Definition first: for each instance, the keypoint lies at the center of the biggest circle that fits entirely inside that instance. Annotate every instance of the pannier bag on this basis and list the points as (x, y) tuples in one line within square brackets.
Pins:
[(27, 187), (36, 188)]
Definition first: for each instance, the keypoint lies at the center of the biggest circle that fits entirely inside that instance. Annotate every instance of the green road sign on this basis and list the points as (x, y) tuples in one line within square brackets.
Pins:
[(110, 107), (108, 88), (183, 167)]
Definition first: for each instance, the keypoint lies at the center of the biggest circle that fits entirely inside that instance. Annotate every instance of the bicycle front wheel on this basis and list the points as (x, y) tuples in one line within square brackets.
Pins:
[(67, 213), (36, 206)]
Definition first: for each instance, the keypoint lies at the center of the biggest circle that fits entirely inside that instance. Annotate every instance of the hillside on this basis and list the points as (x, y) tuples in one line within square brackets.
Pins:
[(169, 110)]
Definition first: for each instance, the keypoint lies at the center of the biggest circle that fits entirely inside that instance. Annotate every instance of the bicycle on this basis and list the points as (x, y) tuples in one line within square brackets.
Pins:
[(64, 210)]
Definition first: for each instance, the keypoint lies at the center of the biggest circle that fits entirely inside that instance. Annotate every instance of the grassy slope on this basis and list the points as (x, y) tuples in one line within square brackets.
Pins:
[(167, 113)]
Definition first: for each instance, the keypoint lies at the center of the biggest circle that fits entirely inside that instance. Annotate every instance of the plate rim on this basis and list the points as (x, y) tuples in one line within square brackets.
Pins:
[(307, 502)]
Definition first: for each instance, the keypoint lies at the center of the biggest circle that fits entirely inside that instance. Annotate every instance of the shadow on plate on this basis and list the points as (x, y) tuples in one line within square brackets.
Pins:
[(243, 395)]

...

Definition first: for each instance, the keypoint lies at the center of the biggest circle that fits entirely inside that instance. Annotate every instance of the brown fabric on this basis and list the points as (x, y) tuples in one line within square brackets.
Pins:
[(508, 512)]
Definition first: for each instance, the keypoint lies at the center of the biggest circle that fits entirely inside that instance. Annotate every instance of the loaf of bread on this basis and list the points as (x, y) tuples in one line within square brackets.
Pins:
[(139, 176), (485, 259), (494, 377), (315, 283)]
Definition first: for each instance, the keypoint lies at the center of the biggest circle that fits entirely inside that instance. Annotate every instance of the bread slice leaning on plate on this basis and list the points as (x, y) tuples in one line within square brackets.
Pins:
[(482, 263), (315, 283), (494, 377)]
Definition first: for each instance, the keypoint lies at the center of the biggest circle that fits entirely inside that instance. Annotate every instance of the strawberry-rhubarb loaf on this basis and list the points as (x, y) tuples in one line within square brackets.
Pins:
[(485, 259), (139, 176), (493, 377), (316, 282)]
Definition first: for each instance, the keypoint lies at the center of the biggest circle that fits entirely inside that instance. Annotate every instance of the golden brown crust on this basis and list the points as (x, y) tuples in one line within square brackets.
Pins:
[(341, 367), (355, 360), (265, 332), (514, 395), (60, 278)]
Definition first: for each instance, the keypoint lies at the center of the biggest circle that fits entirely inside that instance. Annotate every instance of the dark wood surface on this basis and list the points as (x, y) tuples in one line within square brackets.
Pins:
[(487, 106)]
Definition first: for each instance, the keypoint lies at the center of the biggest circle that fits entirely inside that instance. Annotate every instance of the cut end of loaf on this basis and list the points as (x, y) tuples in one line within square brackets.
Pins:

--

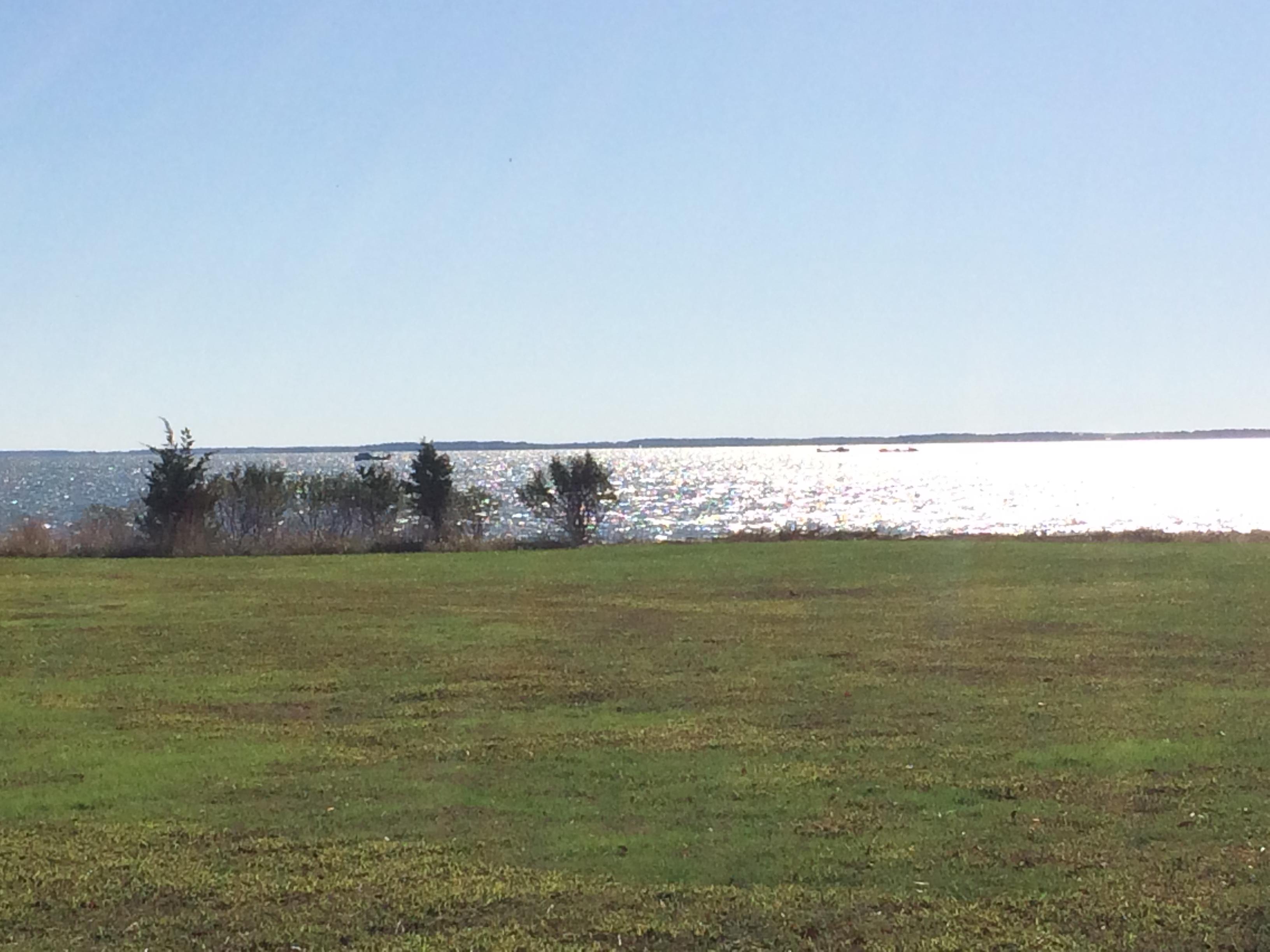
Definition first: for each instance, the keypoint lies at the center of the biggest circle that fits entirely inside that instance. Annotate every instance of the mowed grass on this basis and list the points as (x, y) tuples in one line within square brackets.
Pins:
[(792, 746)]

**STATED GOAL:**
Please lay out everything from the line containing "of the green" down to the line containing "[(169, 110)]", both included, as a numbered list, leaving out any blank lines.

**TASK ANSWER:**
1. Definition first: for each instance, the keypoint lies at the center of the biggest circle that fits entirely inside that instance. Annotate every instance of the green road sign on this basis and list the points as (x, y) tuples in one line within square brackets.
2. Pins:
3. [(110, 107), (108, 88), (183, 167)]
4. Definition first: for each instance, the keypoint lies at the center of the biggest circle that fits entirely inside that instance. Annotate every instance of the bicycle front wheel on this basis and list the points as (x, y) tuples in one line within square brackets.
5. Pins:
6. [(67, 213), (36, 206)]
7. Definition first: for each instance, the keypoint lies at the center of the biggest circle that fits entirely inside that instance. Annotate every instance of the hillside on this basis and list the points as (x, y) tuples in one line within square brackets.
8. Pins:
9. [(169, 110)]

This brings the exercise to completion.